How can I know if `git gc –auto` has done something?

Update Sept. 2020: you won’t have to run only git gc --auto as part of your automatic saves script.

The old “gc” can now be superseded by the new git maintenance run --auto.
And it can display what it is doing.

With Git 2.29 (Q4 2020), A “git gc(man)‘s big brother has been introduced to take care of more repository maintenance tasks, not limited to the object database cleaning.

See commit 25914c4, commit 4ddc79b, commit 916d062, commit 65d655b, commit d7514f6, commit 090511b, commit 663b2b1, commit 3103e98, commit a95ce12, commit 3ddaad0, commit 2057d75 (17 Sep 2020) by Derrick Stolee (derrickstolee).
(Merged by Junio C Hamano — gitster in commit 48794ac, 25 Sep 2020)

maintenance: create basic maintenance runner

Helped-by: Jonathan Nieder
Signed-off-by: Derrick Stolee

The ‘gc’ builtin is our current entrypoint for automatically maintaining a repository. This one tool does many operations, such as:

  • repacking the repository,
  • packing refs, and
  • rewriting the commit-graph file.

The name implies it performs “garbage collection” which means several different things, and some users may not want to use this operation that rewrites the entire object database.

Create a new ‘maintenance‘ builtin that will become a more general- purpose command.

To start, it will only support the ‘run‘ subcommand, but will later expand to add subcommands for scheduling maintenance in the background.

For now, the ‘maintenance‘ builtin is a thin shim over the ‘gc‘ builtin.
In fact, the only option is the ‘--auto‘ toggle, which is handed directly to the ‘gc‘ builtin.
The current change is isolated to this simple operation to prevent more interesting logic from being lost in all of the boilerplate of adding a new builtin.

Use existing builtin/gc.c file because we want to share code between the two builtins.
It is possible that we will have ‘maintenance‘ replace the ‘gc‘ builtin entirely at some point, leaving ‘git gc(man)‘ as an alias for some specific arguments to ‘git maintenance run‘.

Create a new test_subcommand helper that allows us to test if a certain subcommand was run. It requires storing the GIT_TRACE2_EVENT logs in a file.
A negation mode is available that will be used in later tests.

(That last part is one way to ascertain the new git maintainance run --auto does something)

git maintenance now includes in its man page:

git-maintenance(1)
━━━━━━━━━━
TASK STATEMENT:
According to the text on git gc --auto, which Git release introduced the new maintenance command?

(Collected data)
━━━━━━━━━━
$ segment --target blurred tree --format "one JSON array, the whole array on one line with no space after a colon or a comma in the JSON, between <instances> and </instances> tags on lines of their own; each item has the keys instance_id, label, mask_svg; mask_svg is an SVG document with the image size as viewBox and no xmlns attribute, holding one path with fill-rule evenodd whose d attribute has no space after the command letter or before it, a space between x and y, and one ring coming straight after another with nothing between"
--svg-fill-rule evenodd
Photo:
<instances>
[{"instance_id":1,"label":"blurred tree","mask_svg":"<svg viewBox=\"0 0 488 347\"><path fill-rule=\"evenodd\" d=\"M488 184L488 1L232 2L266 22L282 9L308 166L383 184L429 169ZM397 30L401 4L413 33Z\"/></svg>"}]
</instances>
━━━━━━━━━━
RESULT:
Git 2.29 (Q4 2020).